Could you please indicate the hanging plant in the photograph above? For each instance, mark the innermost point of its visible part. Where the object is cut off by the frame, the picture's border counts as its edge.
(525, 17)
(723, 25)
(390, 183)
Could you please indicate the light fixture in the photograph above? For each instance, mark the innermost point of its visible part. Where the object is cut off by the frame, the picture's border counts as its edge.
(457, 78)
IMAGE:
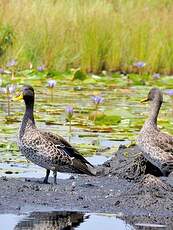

◆ What the task asks ◆
An unaltered copy of the material, without images, should be set down.

◆ Result of the exercise ◆
Could you please indicate the hanging plant in the photograph above? For each instance, mark the innermost point of its visible part. Where the object is cut off by the frame, the picture's border counts as its edge.
(525, 17)
(723, 25)
(390, 183)
Could you please indicate the light fixture in the photograph above? For each instance, mark the innermost point of its visible part. Where the object is cut off by the frame, the picture's border counts as its edge.
(457, 78)
IMAGE:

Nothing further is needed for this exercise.